(WHAT TO PRODUCE):
Go over the data and copy out each line with "point" in it.

(DATASET EXCERPTS):
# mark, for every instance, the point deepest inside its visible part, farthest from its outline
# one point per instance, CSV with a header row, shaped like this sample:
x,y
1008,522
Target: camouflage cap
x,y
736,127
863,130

(SOLVED EXERCISE):
# mark, for every instance, the point deepest inside its visible part, farthest from its outline
# one point per instance, CSV with a header row, shaped like this sample:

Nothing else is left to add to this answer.